[Rows from a pointing dataset]
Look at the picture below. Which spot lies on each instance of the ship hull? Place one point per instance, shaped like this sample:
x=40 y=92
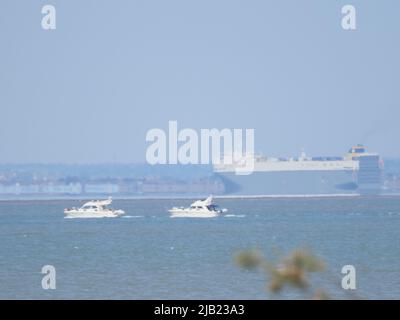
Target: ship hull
x=340 y=182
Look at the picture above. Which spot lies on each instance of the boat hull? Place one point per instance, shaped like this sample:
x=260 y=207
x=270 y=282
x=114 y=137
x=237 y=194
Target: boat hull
x=192 y=214
x=92 y=214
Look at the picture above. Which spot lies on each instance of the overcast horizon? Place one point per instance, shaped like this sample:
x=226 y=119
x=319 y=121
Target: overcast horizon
x=89 y=91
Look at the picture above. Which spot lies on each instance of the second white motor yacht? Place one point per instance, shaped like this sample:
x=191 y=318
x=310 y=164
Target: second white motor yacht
x=198 y=209
x=94 y=209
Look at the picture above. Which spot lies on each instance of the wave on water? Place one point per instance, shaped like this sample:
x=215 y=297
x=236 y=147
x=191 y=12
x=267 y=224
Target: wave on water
x=127 y=217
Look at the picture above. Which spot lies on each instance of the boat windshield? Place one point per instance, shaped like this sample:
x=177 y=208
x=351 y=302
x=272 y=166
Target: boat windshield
x=212 y=207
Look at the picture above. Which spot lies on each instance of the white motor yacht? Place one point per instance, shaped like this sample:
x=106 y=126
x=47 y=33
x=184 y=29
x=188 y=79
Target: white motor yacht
x=198 y=209
x=94 y=209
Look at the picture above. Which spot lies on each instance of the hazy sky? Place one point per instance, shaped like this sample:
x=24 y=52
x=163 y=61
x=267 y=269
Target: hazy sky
x=91 y=89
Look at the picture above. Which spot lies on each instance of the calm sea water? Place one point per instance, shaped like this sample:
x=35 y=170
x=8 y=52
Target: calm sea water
x=147 y=255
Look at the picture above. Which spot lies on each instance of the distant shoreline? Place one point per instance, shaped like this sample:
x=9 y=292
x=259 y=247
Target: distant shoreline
x=190 y=197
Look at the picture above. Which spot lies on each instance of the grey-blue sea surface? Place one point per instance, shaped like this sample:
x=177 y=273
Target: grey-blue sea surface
x=148 y=255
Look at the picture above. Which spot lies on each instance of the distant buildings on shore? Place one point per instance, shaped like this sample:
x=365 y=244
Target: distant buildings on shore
x=103 y=180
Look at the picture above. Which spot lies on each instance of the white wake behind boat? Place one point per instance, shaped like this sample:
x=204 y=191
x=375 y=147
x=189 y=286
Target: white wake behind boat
x=94 y=209
x=198 y=209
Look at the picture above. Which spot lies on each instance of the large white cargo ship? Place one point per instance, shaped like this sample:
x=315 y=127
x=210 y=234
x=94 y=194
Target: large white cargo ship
x=358 y=172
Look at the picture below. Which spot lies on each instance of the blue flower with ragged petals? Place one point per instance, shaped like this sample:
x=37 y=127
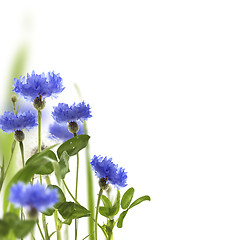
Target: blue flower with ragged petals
x=105 y=168
x=9 y=122
x=60 y=132
x=38 y=85
x=64 y=113
x=33 y=196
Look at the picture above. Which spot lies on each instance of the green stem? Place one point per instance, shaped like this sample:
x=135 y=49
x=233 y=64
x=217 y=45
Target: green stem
x=90 y=190
x=39 y=117
x=39 y=130
x=9 y=162
x=96 y=215
x=76 y=189
x=58 y=230
x=70 y=192
x=22 y=152
x=22 y=155
x=40 y=230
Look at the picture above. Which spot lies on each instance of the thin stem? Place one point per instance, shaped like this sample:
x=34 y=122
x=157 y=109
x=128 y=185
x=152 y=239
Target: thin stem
x=48 y=181
x=39 y=228
x=22 y=152
x=39 y=130
x=90 y=190
x=70 y=192
x=97 y=208
x=76 y=190
x=39 y=117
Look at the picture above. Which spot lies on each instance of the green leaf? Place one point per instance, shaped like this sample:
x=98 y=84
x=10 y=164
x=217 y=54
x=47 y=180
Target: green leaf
x=4 y=228
x=110 y=210
x=120 y=219
x=116 y=206
x=23 y=228
x=106 y=202
x=43 y=169
x=63 y=164
x=61 y=196
x=24 y=175
x=139 y=200
x=71 y=210
x=61 y=199
x=127 y=198
x=105 y=211
x=73 y=145
x=11 y=218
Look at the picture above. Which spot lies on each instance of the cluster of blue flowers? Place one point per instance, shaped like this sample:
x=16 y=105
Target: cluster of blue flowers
x=10 y=122
x=40 y=86
x=35 y=196
x=105 y=168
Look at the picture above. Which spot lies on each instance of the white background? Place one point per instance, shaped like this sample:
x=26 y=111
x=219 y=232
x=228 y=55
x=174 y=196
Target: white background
x=162 y=78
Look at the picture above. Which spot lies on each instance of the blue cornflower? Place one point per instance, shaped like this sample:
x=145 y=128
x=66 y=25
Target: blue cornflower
x=34 y=196
x=64 y=113
x=106 y=169
x=60 y=132
x=9 y=122
x=38 y=85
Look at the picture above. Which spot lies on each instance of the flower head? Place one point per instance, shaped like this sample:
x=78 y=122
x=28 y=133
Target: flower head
x=64 y=113
x=38 y=85
x=9 y=122
x=60 y=132
x=105 y=169
x=33 y=196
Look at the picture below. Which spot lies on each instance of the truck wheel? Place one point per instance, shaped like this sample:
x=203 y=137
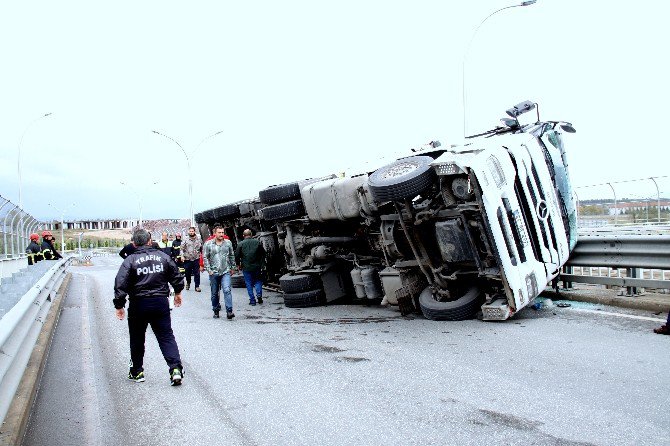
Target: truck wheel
x=279 y=193
x=305 y=299
x=405 y=178
x=463 y=308
x=227 y=211
x=283 y=211
x=298 y=283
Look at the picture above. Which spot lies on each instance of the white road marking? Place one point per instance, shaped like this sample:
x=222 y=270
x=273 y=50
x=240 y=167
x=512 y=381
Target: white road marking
x=90 y=397
x=630 y=316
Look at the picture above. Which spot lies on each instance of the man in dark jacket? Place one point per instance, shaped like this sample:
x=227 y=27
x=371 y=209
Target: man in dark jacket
x=48 y=250
x=250 y=256
x=127 y=250
x=145 y=276
x=34 y=250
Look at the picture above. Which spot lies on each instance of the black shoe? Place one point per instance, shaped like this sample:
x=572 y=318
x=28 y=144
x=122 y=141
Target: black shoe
x=137 y=377
x=176 y=375
x=663 y=329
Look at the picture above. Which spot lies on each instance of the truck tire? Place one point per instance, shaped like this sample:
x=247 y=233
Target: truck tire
x=463 y=308
x=298 y=283
x=402 y=179
x=305 y=299
x=283 y=211
x=227 y=211
x=279 y=193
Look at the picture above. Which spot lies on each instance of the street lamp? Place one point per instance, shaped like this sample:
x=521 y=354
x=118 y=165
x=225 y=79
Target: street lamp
x=62 y=224
x=465 y=54
x=18 y=163
x=188 y=164
x=137 y=195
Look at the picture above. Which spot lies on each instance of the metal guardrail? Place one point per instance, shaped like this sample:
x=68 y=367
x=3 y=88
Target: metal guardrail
x=19 y=329
x=625 y=257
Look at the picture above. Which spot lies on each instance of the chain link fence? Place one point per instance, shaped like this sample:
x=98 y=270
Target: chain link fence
x=17 y=225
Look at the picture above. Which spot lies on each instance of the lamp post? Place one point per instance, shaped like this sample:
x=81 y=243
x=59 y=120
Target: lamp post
x=615 y=207
x=137 y=195
x=18 y=162
x=62 y=224
x=188 y=164
x=658 y=200
x=467 y=49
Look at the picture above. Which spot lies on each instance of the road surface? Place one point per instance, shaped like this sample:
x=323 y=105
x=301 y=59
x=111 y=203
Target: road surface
x=353 y=375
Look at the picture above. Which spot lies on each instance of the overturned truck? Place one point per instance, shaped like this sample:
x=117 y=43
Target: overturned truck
x=483 y=227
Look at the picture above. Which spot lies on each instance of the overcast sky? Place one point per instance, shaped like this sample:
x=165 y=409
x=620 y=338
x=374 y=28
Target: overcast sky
x=307 y=88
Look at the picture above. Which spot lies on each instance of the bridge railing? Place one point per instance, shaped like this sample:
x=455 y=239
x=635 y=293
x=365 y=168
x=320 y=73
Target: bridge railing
x=631 y=261
x=20 y=327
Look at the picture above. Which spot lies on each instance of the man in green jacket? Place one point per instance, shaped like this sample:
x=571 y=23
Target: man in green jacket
x=250 y=256
x=219 y=259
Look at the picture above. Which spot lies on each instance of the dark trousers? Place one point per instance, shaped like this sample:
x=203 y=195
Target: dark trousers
x=192 y=268
x=253 y=280
x=154 y=311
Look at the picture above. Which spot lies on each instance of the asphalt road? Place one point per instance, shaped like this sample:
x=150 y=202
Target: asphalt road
x=353 y=375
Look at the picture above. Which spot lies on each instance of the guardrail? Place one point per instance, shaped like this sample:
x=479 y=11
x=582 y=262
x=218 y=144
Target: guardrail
x=630 y=261
x=19 y=329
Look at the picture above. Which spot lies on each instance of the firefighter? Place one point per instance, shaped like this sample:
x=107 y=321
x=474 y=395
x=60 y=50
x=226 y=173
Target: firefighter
x=34 y=250
x=176 y=252
x=48 y=250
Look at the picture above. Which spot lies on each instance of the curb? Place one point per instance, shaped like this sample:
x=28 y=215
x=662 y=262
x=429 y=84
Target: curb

§ **Aim**: Copy the lines above without any changes, starting with the line that has "of the lamp" and going on through the line that has "x=219 y=259".

§ **Exercise answer**:
Look at the picture above. Which spot lies on each instance of the lamp post? Place one point per instance, shaped like this sample:
x=81 y=243
x=59 y=120
Target: lamp post
x=615 y=207
x=137 y=195
x=18 y=162
x=62 y=224
x=188 y=164
x=658 y=200
x=467 y=49
Look at the picture above. Which spot lies on each instance of the road surface? Place one point per instance, shaped like this sample:
x=323 y=105
x=301 y=59
x=111 y=203
Target: road surface
x=353 y=375
Look at the picture above. Which spot lies on each instance of the overturned truck? Place one point per instance, shaped like this sample:
x=117 y=43
Target: overturned truck
x=483 y=227
Look at the picture above. Which spot lies on each instance of the overcast sky? Place one point per instance, shaped like this sample:
x=165 y=409
x=620 y=338
x=374 y=28
Target: overcast sky
x=307 y=88
Look at the picture above. Which spot lies on each instance of the bridge railing? Place one point per instance, shaped like this sample:
x=455 y=239
x=635 y=293
x=365 y=168
x=320 y=73
Target: bridge railing
x=631 y=261
x=20 y=327
Look at the picture above. Which spot lies on each instance of the man in green jacket? Place one point per instance, shaped like this sample:
x=571 y=23
Target: man in green jacket
x=250 y=256
x=219 y=259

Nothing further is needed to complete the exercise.